***** Stored records
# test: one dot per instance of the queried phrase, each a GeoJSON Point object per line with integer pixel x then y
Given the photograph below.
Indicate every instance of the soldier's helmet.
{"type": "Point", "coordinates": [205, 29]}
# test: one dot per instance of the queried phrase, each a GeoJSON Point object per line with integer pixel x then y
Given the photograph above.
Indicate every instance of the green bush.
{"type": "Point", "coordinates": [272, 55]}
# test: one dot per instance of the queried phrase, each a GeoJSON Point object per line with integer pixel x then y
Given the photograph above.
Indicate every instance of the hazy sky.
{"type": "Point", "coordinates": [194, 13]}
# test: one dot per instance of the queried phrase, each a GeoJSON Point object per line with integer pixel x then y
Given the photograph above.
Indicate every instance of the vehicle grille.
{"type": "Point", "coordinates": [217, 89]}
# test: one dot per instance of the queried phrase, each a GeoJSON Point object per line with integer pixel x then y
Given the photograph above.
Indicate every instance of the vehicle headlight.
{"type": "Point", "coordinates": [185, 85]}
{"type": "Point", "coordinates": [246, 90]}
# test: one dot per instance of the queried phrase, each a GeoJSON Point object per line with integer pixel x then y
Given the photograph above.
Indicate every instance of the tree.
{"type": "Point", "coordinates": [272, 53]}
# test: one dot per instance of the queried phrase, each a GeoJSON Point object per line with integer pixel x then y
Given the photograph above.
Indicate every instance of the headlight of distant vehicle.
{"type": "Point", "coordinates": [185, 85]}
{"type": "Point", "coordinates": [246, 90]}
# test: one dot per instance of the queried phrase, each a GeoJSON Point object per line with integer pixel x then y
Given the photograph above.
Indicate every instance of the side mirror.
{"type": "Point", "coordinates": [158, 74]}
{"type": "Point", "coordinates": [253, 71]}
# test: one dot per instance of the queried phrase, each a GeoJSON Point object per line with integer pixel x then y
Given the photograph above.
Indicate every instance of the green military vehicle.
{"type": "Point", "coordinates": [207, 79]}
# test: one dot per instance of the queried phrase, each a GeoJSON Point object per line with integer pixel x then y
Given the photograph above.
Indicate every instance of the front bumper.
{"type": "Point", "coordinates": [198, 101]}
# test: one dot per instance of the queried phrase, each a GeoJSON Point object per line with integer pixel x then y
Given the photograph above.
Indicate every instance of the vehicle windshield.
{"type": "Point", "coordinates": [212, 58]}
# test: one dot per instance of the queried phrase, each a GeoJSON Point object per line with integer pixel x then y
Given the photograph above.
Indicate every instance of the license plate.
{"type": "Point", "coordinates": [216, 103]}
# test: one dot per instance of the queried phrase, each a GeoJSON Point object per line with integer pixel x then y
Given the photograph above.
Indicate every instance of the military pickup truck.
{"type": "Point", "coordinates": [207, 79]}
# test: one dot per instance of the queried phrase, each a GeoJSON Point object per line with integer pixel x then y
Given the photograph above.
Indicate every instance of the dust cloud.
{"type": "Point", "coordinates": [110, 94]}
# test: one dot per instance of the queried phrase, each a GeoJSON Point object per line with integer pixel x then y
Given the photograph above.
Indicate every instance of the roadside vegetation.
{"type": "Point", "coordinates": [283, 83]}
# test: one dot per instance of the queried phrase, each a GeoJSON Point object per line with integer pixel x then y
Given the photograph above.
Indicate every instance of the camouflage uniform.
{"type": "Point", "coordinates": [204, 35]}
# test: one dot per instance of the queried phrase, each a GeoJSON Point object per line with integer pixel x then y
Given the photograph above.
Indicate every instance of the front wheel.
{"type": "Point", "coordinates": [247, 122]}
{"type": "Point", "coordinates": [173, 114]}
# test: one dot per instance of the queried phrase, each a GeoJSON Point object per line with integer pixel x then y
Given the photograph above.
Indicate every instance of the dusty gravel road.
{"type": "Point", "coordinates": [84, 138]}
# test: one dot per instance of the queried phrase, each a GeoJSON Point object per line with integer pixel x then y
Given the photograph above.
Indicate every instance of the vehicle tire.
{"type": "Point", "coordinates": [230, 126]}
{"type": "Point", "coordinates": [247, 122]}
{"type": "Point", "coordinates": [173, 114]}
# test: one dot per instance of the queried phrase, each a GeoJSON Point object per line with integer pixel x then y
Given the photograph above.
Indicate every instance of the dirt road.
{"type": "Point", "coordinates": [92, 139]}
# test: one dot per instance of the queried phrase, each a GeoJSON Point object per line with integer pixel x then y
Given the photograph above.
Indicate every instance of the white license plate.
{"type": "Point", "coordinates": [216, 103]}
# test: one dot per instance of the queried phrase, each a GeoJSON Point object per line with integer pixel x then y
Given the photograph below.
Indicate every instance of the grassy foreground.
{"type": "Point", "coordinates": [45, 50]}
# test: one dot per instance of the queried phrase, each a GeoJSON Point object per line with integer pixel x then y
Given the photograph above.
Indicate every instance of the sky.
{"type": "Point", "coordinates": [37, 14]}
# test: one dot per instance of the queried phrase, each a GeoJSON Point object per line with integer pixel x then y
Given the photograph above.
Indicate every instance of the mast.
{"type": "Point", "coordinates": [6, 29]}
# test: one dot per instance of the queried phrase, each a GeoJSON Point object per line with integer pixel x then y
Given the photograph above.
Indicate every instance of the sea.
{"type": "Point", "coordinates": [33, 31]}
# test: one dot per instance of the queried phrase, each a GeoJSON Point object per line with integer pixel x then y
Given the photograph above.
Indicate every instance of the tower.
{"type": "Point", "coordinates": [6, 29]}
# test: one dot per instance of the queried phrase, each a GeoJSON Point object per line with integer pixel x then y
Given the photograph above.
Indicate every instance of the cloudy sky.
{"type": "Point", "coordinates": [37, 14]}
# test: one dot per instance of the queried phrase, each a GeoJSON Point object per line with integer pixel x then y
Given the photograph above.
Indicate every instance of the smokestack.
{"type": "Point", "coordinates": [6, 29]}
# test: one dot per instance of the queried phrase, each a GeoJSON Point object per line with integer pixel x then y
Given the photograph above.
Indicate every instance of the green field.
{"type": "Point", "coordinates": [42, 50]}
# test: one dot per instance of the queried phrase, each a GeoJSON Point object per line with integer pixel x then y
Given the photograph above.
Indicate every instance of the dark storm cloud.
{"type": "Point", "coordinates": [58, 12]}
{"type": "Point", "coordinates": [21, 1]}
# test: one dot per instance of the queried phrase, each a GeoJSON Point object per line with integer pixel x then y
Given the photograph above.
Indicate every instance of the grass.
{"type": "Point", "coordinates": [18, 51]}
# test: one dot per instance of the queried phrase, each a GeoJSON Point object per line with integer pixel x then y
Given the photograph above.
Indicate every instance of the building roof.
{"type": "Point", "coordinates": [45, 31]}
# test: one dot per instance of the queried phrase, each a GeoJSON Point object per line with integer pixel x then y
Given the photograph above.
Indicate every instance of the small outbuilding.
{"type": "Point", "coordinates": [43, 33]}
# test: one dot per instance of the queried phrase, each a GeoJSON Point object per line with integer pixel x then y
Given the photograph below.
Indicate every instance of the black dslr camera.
**********
> What is being asked
Transcribe each entry precisely, missing none.

> Answer for this exercise
# test: one dot per instance of the queried phrase, each a GeoJSON Point object per line with integer pixel x then y
Given the photograph below.
Indicate every instance of the soldier's helmet.
{"type": "Point", "coordinates": [205, 29]}
# test: one dot per instance of the queried phrase, each a GeoJSON Point object per line with integer pixel x then y
Given the photograph above.
Indicate every instance of the green bush.
{"type": "Point", "coordinates": [272, 55]}
# test: one dot per instance of the queried phrase, each a GeoJSON Point object per line with integer pixel x then y
Given the photograph above.
Indicate every instance of the hazy sky.
{"type": "Point", "coordinates": [194, 13]}
# test: one dot per instance of the queried phrase, each a GeoJSON Point object per line with integer pixel x then y
Given the photograph above.
Indicate every instance of the vehicle grille.
{"type": "Point", "coordinates": [217, 89]}
# test: one dot per instance of the queried phrase, each a GeoJSON Point object per line with integer pixel x then y
Given the photograph above.
Indicate every instance of the vehicle headlight.
{"type": "Point", "coordinates": [185, 85]}
{"type": "Point", "coordinates": [246, 90]}
# test: one dot per instance of the queried phrase, each a GeoJSON Point object per line with integer pixel x then y
Given the photograph above.
Indicate every instance of the tree.
{"type": "Point", "coordinates": [272, 53]}
# test: one dot per instance of the queried phrase, each a GeoJSON Point object per line with integer pixel x then y
Given the photograph above.
Indicate every instance of the headlight of distant vehicle.
{"type": "Point", "coordinates": [185, 85]}
{"type": "Point", "coordinates": [246, 90]}
# test: one dot per instance of the queried phrase, each a GeoJSON Point object per line with integer pixel x then y
Given the photograph above.
Indicate every instance of the side mirror.
{"type": "Point", "coordinates": [158, 74]}
{"type": "Point", "coordinates": [253, 71]}
# test: one dot per instance of the queried phrase, each a GeoJSON Point object per line with integer pixel x then y
Given the photograph above.
Indicate every instance of the green military vehicle.
{"type": "Point", "coordinates": [207, 79]}
# test: one dot per instance of the queried phrase, each a GeoJSON Point object per line with integer pixel x then y
Given the photograph above.
Indicate every instance of the front bumper.
{"type": "Point", "coordinates": [198, 101]}
# test: one dot per instance of the queried phrase, each a GeoJSON Point object per line with integer pixel x then y
Given the photograph above.
Indicate every instance of the vehicle windshield.
{"type": "Point", "coordinates": [212, 58]}
# test: one dot per instance of the queried phrase, each a GeoJSON Point object per line with integer pixel x then y
Given the photograph above.
Indicate every instance of the license plate.
{"type": "Point", "coordinates": [216, 103]}
# test: one dot per instance of the queried phrase, each a GeoJSON Point object per line with integer pixel x then y
Given the photograph above.
Indicate every instance of the military pickup truck.
{"type": "Point", "coordinates": [207, 79]}
# test: one dot per instance of the queried phrase, each a GeoJSON Point object per line with integer pixel x then y
Given the photograph above.
Indicate every instance of the dust cloud.
{"type": "Point", "coordinates": [110, 94]}
# test: one dot per instance of the queried phrase, each a GeoJSON Point object per line with integer pixel x then y
Given the photograph above.
Indicate every instance of the roadside vegetation.
{"type": "Point", "coordinates": [283, 83]}
# test: one dot per instance of the queried phrase, each a GeoJSON Point object per line with integer pixel x then y
Given the photograph above.
Indicate every instance of the camouflage uniform.
{"type": "Point", "coordinates": [204, 35]}
# test: one dot per instance of the queried phrase, each a GeoJSON Point object per line with integer pixel x then y
Given the photograph above.
Indicate every instance of the front wheel.
{"type": "Point", "coordinates": [247, 122]}
{"type": "Point", "coordinates": [173, 114]}
# test: one dot per instance of the queried phrase, each a GeoJSON Point object per line with integer pixel x then y
Given the photograph above.
Indicate every instance of the dusty gravel road.
{"type": "Point", "coordinates": [84, 138]}
# test: one dot per instance of the queried phrase, each a GeoJSON Point object per line with integer pixel x then y
Given the photograph above.
Indicate every instance of the vehicle tire.
{"type": "Point", "coordinates": [230, 126]}
{"type": "Point", "coordinates": [247, 122]}
{"type": "Point", "coordinates": [173, 114]}
# test: one dot per instance of the queried phrase, each a GeoJSON Point object per line with integer pixel x then y
Given the photograph above.
Indicate every instance of the dirt road.
{"type": "Point", "coordinates": [92, 139]}
# test: one dot per instance of the queried phrase, each a GeoJSON Point object per line with integer pixel x then y
Given the photograph above.
Indicate every instance of the white license plate.
{"type": "Point", "coordinates": [216, 103]}
# test: one dot per instance of the queried phrase, each a GeoJSON Point object per line with integer pixel x then y
Given the photograph below.
Indicate every instance of the grassy foreground.
{"type": "Point", "coordinates": [45, 50]}
# test: one dot per instance of the queried phrase, each a GeoJSON Point object per line with integer pixel x then y
Given the photograph above.
Indicate every instance of the sky.
{"type": "Point", "coordinates": [37, 14]}
# test: one dot per instance of the queried phrase, each a GeoJSON Point object per line with integer pixel x then y
Given the photograph above.
Indicate every instance of the mast.
{"type": "Point", "coordinates": [6, 29]}
# test: one dot per instance of the queried phrase, each a GeoJSON Point object per line with integer pixel x then y
Given the photograph above.
Indicate every instance of the sea.
{"type": "Point", "coordinates": [33, 31]}
# test: one dot per instance of the queried phrase, each a GeoJSON Point object per line with integer pixel x then y
Given the photograph above.
Indicate every instance of the tower.
{"type": "Point", "coordinates": [6, 29]}
# test: one dot per instance of the queried phrase, each a GeoJSON Point object per line with integer pixel x then y
Given the photograph above.
Indicate every instance of the cloudy sky.
{"type": "Point", "coordinates": [37, 14]}
# test: one dot per instance of the queried phrase, each a GeoJSON Point object per line with integer pixel x then y
Given the photograph above.
Indicate every instance of the smokestack.
{"type": "Point", "coordinates": [6, 29]}
# test: one dot per instance of the queried phrase, each a GeoJSON Point object per line with integer pixel x then y
Given the photograph above.
Indicate every instance of the green field.
{"type": "Point", "coordinates": [42, 50]}
# test: one dot per instance of the queried phrase, each a GeoJSON Point object per line with integer pixel x then y
Given the photograph above.
Indicate every instance of the dark storm cloud.
{"type": "Point", "coordinates": [58, 12]}
{"type": "Point", "coordinates": [21, 1]}
# test: one dot per instance of the queried phrase, each a GeoJSON Point object per line with integer pixel x then y
Given the photograph above.
Indicate every instance of the grass.
{"type": "Point", "coordinates": [18, 51]}
# test: one dot per instance of the queried phrase, each a GeoJSON Point object per line with integer pixel x then y
Given the photograph above.
Indicate every instance of the building roof.
{"type": "Point", "coordinates": [45, 31]}
# test: one dot per instance of the queried phrase, each a GeoJSON Point object per line with integer pixel x then y
Given the photograph above.
Indicate every instance of the small outbuilding.
{"type": "Point", "coordinates": [43, 33]}
# test: one dot per instance of the queried phrase, each a GeoJSON Point object per line with integer pixel x then y
Given the photograph below.
Indicate every instance of the black dslr camera.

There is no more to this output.